Records for this task Start Marker

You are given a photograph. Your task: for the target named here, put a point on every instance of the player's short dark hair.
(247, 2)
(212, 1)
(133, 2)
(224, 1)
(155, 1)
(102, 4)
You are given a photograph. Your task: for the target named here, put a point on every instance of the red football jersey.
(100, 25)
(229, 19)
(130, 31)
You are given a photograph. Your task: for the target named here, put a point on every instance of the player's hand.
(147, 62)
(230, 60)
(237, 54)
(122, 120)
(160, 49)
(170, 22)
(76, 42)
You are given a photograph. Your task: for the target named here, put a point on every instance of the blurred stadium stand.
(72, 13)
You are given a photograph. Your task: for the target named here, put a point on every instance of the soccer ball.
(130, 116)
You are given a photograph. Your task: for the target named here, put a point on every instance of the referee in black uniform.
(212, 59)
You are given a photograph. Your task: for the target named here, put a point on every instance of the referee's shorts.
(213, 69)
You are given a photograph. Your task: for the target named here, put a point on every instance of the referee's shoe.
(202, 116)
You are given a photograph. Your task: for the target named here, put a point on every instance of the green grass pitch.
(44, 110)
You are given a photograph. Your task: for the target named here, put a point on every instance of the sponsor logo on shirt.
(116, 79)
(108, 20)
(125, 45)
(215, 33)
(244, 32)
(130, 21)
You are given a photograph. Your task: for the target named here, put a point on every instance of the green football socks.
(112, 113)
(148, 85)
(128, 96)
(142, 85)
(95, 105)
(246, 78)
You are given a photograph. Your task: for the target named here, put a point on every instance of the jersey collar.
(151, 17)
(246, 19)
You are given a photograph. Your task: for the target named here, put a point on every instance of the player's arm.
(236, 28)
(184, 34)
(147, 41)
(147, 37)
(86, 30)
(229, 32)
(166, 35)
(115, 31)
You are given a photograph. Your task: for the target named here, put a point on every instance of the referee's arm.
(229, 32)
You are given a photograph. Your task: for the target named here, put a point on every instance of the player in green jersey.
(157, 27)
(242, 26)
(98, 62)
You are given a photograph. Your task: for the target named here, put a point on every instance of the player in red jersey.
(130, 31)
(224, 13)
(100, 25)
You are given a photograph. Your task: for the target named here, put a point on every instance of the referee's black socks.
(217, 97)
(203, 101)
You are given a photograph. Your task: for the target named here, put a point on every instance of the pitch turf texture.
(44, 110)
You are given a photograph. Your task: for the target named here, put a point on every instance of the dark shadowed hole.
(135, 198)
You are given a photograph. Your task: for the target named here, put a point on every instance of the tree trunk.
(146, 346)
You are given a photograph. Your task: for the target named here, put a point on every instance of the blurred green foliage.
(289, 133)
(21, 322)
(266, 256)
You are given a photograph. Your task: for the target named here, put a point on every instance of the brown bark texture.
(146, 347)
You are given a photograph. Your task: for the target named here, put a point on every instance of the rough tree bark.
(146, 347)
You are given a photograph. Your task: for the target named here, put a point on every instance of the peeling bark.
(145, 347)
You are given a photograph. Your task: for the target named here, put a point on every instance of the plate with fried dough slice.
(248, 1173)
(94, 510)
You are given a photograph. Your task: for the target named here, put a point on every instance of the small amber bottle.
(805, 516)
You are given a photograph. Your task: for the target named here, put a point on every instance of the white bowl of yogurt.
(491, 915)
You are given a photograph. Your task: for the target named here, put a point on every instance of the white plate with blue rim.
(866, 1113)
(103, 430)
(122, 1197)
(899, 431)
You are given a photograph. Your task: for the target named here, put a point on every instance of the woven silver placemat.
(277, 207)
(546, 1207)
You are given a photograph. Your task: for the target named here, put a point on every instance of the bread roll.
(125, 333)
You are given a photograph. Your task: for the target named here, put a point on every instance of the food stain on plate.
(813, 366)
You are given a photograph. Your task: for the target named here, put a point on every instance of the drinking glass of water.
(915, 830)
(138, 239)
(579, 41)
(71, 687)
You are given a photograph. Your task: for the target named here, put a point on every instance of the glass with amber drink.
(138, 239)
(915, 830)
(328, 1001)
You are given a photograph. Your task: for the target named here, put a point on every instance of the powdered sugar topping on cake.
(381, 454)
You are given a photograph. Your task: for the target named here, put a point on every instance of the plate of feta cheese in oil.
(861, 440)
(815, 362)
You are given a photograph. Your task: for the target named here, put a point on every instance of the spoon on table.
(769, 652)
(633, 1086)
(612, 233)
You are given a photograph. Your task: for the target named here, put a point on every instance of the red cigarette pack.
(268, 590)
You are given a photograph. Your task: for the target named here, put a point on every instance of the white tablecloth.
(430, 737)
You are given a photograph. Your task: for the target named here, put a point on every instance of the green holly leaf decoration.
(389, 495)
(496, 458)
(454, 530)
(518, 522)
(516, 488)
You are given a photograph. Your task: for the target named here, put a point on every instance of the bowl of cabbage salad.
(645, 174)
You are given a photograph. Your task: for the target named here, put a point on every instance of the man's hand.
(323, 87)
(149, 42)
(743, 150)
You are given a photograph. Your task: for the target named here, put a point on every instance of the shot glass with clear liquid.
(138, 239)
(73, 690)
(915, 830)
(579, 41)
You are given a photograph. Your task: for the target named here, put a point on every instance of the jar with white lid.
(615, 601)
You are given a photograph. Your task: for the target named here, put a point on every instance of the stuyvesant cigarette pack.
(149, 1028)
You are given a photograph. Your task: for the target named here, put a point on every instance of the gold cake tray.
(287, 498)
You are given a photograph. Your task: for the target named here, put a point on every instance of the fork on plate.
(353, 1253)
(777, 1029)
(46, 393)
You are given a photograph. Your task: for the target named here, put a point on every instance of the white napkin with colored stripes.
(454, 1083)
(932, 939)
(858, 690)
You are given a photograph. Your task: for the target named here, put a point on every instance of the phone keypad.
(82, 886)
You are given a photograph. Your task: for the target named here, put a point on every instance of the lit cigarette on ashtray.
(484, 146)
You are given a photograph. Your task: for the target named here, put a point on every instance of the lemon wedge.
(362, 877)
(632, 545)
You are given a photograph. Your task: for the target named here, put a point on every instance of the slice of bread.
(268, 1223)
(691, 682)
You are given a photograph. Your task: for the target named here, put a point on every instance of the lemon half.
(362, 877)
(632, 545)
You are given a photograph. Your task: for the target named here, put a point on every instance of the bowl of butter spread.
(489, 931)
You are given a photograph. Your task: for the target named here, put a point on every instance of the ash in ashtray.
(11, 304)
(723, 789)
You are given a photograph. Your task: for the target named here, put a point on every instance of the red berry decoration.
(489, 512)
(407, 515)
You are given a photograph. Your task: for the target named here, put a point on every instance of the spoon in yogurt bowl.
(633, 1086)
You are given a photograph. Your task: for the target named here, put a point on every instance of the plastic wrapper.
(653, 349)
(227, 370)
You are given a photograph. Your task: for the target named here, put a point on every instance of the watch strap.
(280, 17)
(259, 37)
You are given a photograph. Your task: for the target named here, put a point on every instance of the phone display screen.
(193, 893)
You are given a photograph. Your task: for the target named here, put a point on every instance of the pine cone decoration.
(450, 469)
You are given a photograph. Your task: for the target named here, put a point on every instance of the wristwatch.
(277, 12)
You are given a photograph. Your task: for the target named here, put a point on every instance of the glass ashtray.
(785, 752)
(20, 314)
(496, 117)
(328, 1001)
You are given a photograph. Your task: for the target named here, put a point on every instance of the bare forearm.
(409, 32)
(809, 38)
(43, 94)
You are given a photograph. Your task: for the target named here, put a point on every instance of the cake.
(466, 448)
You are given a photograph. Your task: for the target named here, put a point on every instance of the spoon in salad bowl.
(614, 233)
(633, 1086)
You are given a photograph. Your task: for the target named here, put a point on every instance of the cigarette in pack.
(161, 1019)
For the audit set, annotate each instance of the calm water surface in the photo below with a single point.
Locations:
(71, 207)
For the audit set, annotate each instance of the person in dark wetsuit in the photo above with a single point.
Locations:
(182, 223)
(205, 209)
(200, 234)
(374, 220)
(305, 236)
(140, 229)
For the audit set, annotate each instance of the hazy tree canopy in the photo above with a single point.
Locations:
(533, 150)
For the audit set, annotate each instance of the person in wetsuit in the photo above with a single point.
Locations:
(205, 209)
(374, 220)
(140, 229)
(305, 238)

Records for this task End Marker

_Task objective_.
Spot every line in the entries that includes the word "wetsuit", and copy each one out.

_Exercise output_.
For the audit set, annotate each instance of the person in dark wetsuit in the photo above with a single point.
For the audit set, annotate each instance of the person in wetsuit in the photo above with a single point.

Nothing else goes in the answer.